# Dataset excerpt

•••••

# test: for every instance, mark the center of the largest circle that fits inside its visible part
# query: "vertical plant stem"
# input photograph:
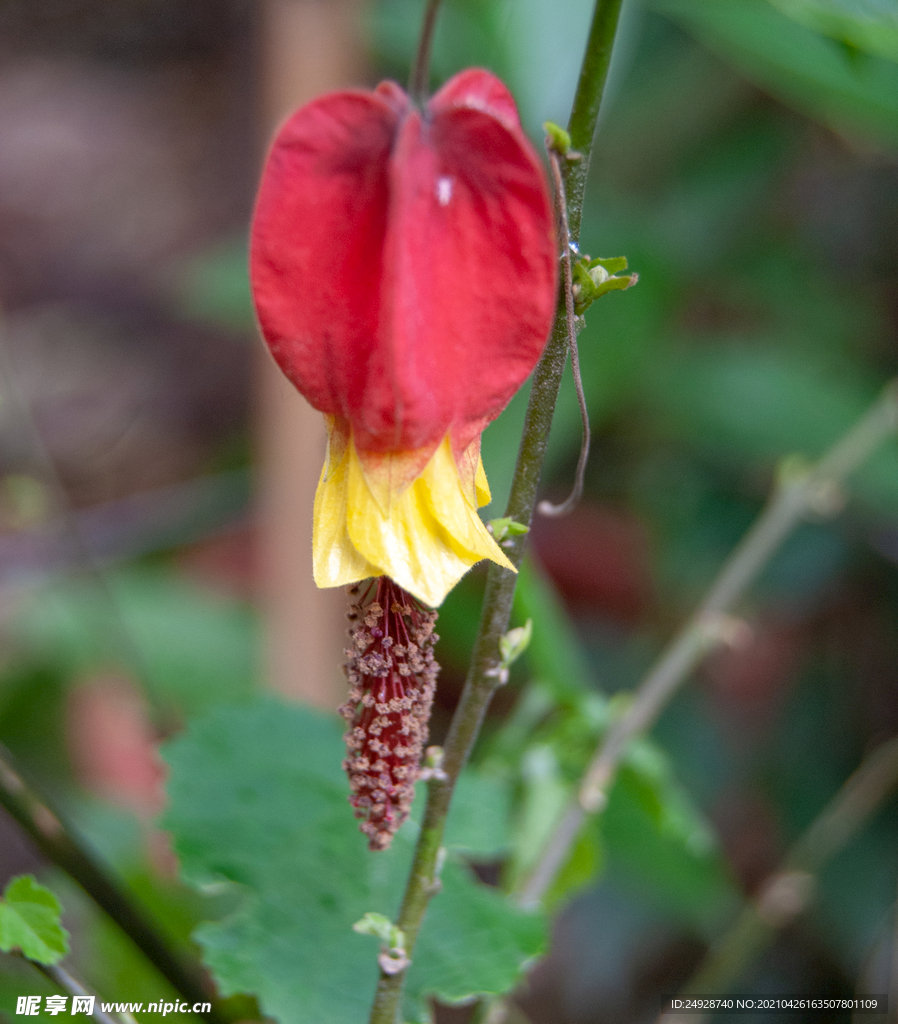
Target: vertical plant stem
(797, 496)
(61, 979)
(787, 892)
(587, 101)
(420, 76)
(482, 681)
(57, 842)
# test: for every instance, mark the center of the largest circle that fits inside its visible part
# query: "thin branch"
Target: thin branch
(117, 632)
(798, 496)
(482, 680)
(547, 508)
(55, 840)
(61, 979)
(419, 80)
(788, 891)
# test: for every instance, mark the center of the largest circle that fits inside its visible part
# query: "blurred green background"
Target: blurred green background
(746, 165)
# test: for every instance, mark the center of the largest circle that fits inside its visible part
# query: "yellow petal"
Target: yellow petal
(336, 562)
(426, 542)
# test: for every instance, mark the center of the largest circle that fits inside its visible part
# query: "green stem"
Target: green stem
(419, 80)
(797, 496)
(57, 842)
(482, 681)
(61, 979)
(585, 113)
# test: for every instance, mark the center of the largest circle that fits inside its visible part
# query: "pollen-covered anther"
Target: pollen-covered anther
(392, 675)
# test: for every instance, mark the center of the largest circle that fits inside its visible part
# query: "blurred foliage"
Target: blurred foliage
(247, 811)
(746, 167)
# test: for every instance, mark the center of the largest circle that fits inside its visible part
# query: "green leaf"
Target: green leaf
(812, 72)
(195, 647)
(868, 25)
(554, 653)
(258, 799)
(30, 922)
(478, 820)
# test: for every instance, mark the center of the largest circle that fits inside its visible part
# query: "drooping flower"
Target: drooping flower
(403, 268)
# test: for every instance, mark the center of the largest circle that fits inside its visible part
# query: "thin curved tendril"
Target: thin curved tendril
(547, 508)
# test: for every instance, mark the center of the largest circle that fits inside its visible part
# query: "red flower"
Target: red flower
(403, 267)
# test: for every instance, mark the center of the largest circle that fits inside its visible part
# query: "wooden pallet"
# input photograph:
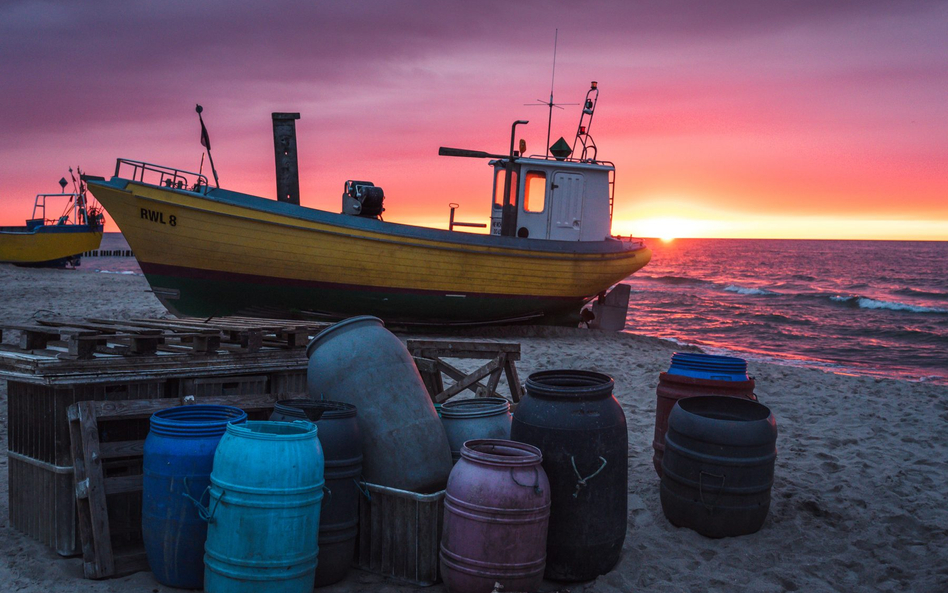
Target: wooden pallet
(83, 339)
(501, 357)
(100, 559)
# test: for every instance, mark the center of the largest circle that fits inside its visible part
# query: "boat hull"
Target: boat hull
(48, 245)
(227, 253)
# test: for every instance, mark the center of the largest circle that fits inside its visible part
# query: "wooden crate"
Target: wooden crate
(41, 497)
(400, 534)
(51, 365)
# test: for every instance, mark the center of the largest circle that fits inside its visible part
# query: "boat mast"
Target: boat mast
(550, 103)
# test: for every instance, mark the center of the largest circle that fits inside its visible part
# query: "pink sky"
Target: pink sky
(744, 119)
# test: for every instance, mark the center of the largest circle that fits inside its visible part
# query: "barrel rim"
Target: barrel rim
(523, 455)
(332, 410)
(592, 384)
(251, 430)
(759, 411)
(685, 379)
(195, 420)
(329, 331)
(477, 407)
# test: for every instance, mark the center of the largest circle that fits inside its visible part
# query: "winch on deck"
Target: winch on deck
(362, 198)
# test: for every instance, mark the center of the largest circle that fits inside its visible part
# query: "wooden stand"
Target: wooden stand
(100, 559)
(501, 356)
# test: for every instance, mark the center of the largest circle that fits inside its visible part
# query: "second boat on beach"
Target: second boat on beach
(54, 242)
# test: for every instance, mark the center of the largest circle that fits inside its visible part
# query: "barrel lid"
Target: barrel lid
(570, 384)
(501, 452)
(708, 366)
(336, 327)
(478, 407)
(315, 410)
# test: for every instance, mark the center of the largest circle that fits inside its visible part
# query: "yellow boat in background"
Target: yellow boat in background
(210, 251)
(54, 242)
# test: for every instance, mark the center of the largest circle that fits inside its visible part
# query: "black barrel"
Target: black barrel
(338, 433)
(718, 468)
(572, 417)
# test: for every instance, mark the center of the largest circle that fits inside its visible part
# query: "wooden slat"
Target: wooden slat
(121, 449)
(90, 492)
(513, 381)
(92, 487)
(123, 484)
(453, 349)
(469, 380)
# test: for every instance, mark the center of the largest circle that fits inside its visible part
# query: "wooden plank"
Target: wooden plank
(495, 375)
(110, 410)
(456, 349)
(456, 374)
(513, 381)
(123, 484)
(90, 490)
(468, 381)
(121, 449)
(131, 561)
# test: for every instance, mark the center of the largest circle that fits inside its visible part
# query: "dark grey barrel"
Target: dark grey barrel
(341, 439)
(477, 418)
(573, 418)
(718, 468)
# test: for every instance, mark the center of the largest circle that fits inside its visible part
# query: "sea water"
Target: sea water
(876, 308)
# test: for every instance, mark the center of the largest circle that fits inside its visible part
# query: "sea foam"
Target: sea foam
(748, 291)
(867, 303)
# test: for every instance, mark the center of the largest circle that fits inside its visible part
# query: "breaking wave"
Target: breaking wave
(867, 303)
(748, 291)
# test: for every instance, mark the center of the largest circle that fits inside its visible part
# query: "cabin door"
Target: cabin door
(566, 206)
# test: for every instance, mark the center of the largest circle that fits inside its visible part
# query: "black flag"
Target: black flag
(206, 143)
(205, 140)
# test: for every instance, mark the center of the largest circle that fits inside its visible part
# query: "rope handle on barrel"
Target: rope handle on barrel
(203, 512)
(360, 484)
(701, 475)
(581, 483)
(536, 481)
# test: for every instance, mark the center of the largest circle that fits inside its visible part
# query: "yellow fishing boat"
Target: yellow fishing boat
(210, 251)
(53, 242)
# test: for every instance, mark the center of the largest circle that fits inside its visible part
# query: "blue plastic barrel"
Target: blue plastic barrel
(263, 512)
(708, 366)
(178, 455)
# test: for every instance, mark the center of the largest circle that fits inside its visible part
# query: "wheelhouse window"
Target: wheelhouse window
(534, 192)
(499, 176)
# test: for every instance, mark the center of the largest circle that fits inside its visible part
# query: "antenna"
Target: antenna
(550, 103)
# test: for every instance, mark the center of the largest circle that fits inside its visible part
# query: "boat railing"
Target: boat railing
(162, 176)
(39, 209)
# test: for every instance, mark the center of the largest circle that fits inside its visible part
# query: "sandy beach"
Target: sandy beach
(859, 501)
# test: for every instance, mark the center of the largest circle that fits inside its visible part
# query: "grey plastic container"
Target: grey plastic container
(477, 418)
(358, 361)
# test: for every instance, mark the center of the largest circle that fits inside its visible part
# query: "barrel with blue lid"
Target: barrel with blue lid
(574, 419)
(694, 374)
(708, 366)
(178, 457)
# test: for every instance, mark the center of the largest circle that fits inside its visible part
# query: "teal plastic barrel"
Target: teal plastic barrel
(178, 455)
(263, 515)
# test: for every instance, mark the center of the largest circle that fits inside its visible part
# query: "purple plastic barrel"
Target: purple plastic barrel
(496, 514)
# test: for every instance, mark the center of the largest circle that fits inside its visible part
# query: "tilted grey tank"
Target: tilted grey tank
(358, 361)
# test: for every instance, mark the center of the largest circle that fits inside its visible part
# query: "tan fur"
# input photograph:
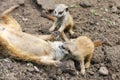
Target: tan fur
(8, 21)
(64, 22)
(26, 46)
(82, 49)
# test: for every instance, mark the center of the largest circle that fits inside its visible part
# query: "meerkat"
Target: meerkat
(28, 47)
(63, 20)
(8, 21)
(81, 49)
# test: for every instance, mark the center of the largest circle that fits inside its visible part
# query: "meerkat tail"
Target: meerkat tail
(5, 13)
(48, 17)
(97, 43)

•••••

# PROBLEM DESCRIPTION
Reproduce every entry exactly, but omit each picture.

# RESULT OF THE EXERCISE
# test: for every instance, mark the center of the largest circle that fits inside its visible part
# query: "vertical plant stem"
# input photograph:
Target: vertical plant stem
(797, 496)
(61, 979)
(787, 892)
(587, 101)
(420, 76)
(482, 681)
(57, 842)
# test: for every instance, mark the center of the largest circle that fits inside its visible part
# query: "thin branch"
Target: thin branch
(117, 632)
(798, 496)
(482, 680)
(547, 508)
(55, 840)
(61, 979)
(419, 80)
(788, 891)
# test: for every instance, mark the center of the largest circle that fits inside its visible part
# query: "blurred green background"
Target: blurred green background
(746, 165)
# test: for every instance, mark the center of the largest circle that fits inside its visible part
# query: "yellow petal"
Target: yellow petal
(336, 562)
(426, 542)
# test: for every instance, mark the center of the largest circle that fits inside its visible part
# query: "green stem"
Target: green stem
(419, 80)
(797, 496)
(57, 842)
(482, 681)
(61, 979)
(585, 113)
# test: for every instance, mark the center of the largest circle that fits inside its visible part
# query: "pollen-covered anther"
Target: pollen-covered anther
(392, 675)
# test: for every instance, mark the center of the largest circle that fits inside its visible part
# query: "blurred foliage"
Target: blurred foliage
(247, 811)
(746, 167)
# test: for every instance, mark the center of the largest circle that fits inside its visible part
# query: "green leaf"
Target: green leaf
(812, 72)
(195, 647)
(868, 25)
(554, 653)
(258, 799)
(30, 922)
(478, 820)
# test: for every instance, mark the center of the largest circle that fits inside its visible part
# query: "drooping flower"
Target: drooping flower
(403, 268)
# test: for every instance, mark the center of the largest circle that fits inside its visible part
# query: "thin curved tendril"
Target: thin curved tendril
(547, 508)
# test: for every instance, mark the center of the largest circle that fits inside its visible part
# query: "red flower"
Target: red flower
(403, 267)
# test: for every instance, mark the center of the largest circle that fits inside its visible part
# query: "wooden pallet"
# input photograph:
Target: wooden pallet
(83, 339)
(501, 357)
(100, 559)
# test: for every instance, mark the center of the largest circle that fits inside its visible part
# query: "boat hull"
Target: boat hull
(48, 245)
(227, 253)
# test: for every instance, mark the center of the largest circle that fits inside its visible part
# query: "wooden crate"
Target: wooden crate
(41, 497)
(400, 534)
(51, 365)
# test: for every instance, mark the center of the largest circle that fits inside its visible part
# query: "boat mast"
Target: boat mast
(550, 103)
# test: for every instance, mark the center of the largest circle that fits inside its visible part
# query: "pink sky"
Target: pink sky
(744, 119)
# test: for every instance, mark the center of the largest circle that fits inside its visible part
# query: "barrel rim"
Target: barrel rim
(523, 455)
(332, 410)
(592, 384)
(251, 430)
(759, 411)
(685, 379)
(195, 420)
(329, 331)
(477, 407)
# test: for every instance, mark the center of the largest circle that fits inside its visible part
# query: "winch on deck"
Target: winch on deck
(362, 198)
# test: for every instance, mark the center of the largest circle that fits inside its visible part
# query: "wooden stand"
Target: wooden stand
(100, 559)
(501, 356)
# test: for every instance, mark the center of the largest circle that fits inside its visible part
# query: "second boat on beach"
Target: second boat on beach
(54, 242)
# test: for every instance, mark the center of the largest circle that fits inside its visible part
# query: "barrel lid"
Target: barrel lid
(570, 384)
(501, 452)
(708, 366)
(336, 327)
(478, 407)
(315, 410)
# test: for every instance, mark the center of the largest circle that fits inside its visible part
# query: "yellow boat in background"
Target: yellow boat in background
(210, 251)
(54, 242)
# test: for every instance, mark the center of the largest circle that fits inside its visible part
# query: "black barrel"
Target: black barrel
(338, 433)
(718, 468)
(572, 417)
# test: for every instance, mark the center of the largest circle that fits inside its visible part
# query: "wooden slat"
Target: wooden slat
(121, 449)
(90, 492)
(513, 381)
(92, 487)
(123, 484)
(453, 349)
(469, 380)
# test: for every instance, mark the center of the largest circle that fits inside its visible part
# query: "wooden plank"
Target: wooden plank
(495, 375)
(110, 410)
(456, 349)
(456, 374)
(513, 381)
(123, 484)
(90, 490)
(468, 381)
(121, 449)
(131, 561)
# test: for every instance, mark the center of the largest circle that fits inside its visible part
# query: "dark grey barrel"
Target: dark grey barrel
(341, 439)
(477, 418)
(573, 418)
(718, 468)
# test: for every instance, mark the center of the largest circle that fits inside its visible part
# query: "sea water"
Target: sea water
(876, 308)
# test: for every instance, mark the center of the largest circle that fits inside its visible part
# query: "sea foam"
Target: sea foam
(748, 291)
(867, 303)
# test: for every instance, mark the center of the largest circle that fits inside its visible part
# query: "breaking wave"
Target: breaking wave
(867, 303)
(748, 291)
# test: for every instance, mark the center of the largest circle that fits inside its visible part
# query: "cabin door"
Target: cabin door
(566, 206)
# test: for every instance, mark the center of the largest circle that fits inside its visible part
# query: "black flag"
Target: black flag
(206, 143)
(205, 140)
# test: for every instance, mark the center of the largest circle that fits inside its visible part
# query: "rope handle on barrel"
Target: rope handle on barrel
(203, 512)
(360, 484)
(701, 475)
(581, 483)
(536, 481)
# test: for every instance, mark the center of the largest circle that fits inside its visible part
# query: "yellow fishing boat"
Target: yellow fishing boat
(210, 251)
(53, 242)
# test: for every instance, mark the center of the largest circle that fits inside its visible part
# query: "blue plastic barrel"
Target: blue plastic barrel
(263, 512)
(708, 366)
(178, 455)
# test: for every instance, mark the center of the largest circle that fits inside its visible part
# query: "wheelhouse window"
Target: wheelhouse window
(534, 192)
(499, 176)
# test: for every instance, mark the center of the largest circle that fits inside its visible part
# query: "antenna"
Target: antenna
(550, 103)
# test: for every instance, mark the center of the largest circle that fits inside its visible part
# query: "boat railing"
Target: boat railing
(162, 176)
(39, 209)
# test: for every instance, mark the center of the largest circle that fits inside its visible part
# query: "sandy beach"
Target: sandy beach
(859, 501)
# test: for every instance, mark the center of the largest circle that fits inside its visible part
# query: "grey plastic container"
Target: grey plastic container
(477, 418)
(358, 361)
# test: for every instance, mark the center of the largest circle that fits inside its visible part
# query: "barrel with blue lid"
Target: barrel with blue lid
(574, 419)
(694, 374)
(708, 366)
(178, 457)
# test: for every instance, mark the center of the largest circle that fits inside its visible part
# query: "teal plastic barrel"
Target: teal plastic barrel
(178, 455)
(263, 515)
# test: for every instance, mark the center of the largest circle that fits inside its visible part
# query: "purple plastic barrel"
Target: purple plastic barrel
(496, 514)
# test: for every instance, mark the center of the largest circle that fits inside its visible part
# query: "tilted grey tank"
Target: tilted grey tank
(358, 361)
# test: for every instance, mark the center of the largest circle that fits inside its visible part
# query: "tan fur"
# input photograph:
Target: tan fur
(8, 21)
(64, 22)
(26, 46)
(82, 49)
# test: for every instance, mark the center of the largest circle that fits inside its visible part
# query: "meerkat"
Target: meerkat
(28, 47)
(63, 20)
(8, 21)
(81, 49)
# test: for every instance, mark the center of the largest circle that fits inside its visible part
# query: "meerkat tail"
Target: meerkat tail
(5, 13)
(48, 17)
(97, 43)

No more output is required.